══ Input for this task
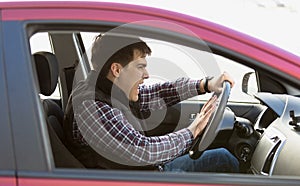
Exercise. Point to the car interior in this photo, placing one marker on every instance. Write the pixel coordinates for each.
(65, 61)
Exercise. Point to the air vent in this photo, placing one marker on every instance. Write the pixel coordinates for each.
(269, 161)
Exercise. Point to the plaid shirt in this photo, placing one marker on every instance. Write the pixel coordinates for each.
(106, 129)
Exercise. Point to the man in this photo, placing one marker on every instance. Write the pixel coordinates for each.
(104, 123)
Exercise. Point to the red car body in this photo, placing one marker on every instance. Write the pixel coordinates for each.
(269, 55)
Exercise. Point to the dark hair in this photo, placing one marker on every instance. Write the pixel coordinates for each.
(115, 48)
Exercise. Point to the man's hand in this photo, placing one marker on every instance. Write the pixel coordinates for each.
(203, 116)
(215, 84)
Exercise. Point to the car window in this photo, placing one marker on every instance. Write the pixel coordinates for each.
(41, 42)
(169, 61)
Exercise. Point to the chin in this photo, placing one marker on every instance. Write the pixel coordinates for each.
(134, 98)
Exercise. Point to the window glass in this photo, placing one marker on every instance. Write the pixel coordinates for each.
(41, 42)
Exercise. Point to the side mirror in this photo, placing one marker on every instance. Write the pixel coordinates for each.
(249, 84)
════
--- Task directions ---
Leaving out every line before the one with "Exercise. Point to the dark", print the rest of the listing above exactly, through its final line.

--- Expected answer ---
Exercise. Point to the dark hair in this photo, placing one marker on every instance. Write the pixel coordinates for each.
(115, 48)
Exercise. Point to the man's hand in this photo, placing one marker on every instance. Write the pixel coordinates for each.
(203, 116)
(215, 84)
Exercise. Point to the car window in this photo, placing one marker on every instance. Write the pixel coordinates for each.
(41, 42)
(169, 61)
Exercise. Point to the chin in this photo, placing one marker on every instance. Write the pixel coordinates for each.
(134, 98)
Exercise. Point to the window glass in this photo, placing one marker on every instance. Write the pixel coordinates for each.
(41, 42)
Exercise. Point to the side mirror in this photo, placing one marker on every instance. Write the pixel coordinates for each.
(249, 84)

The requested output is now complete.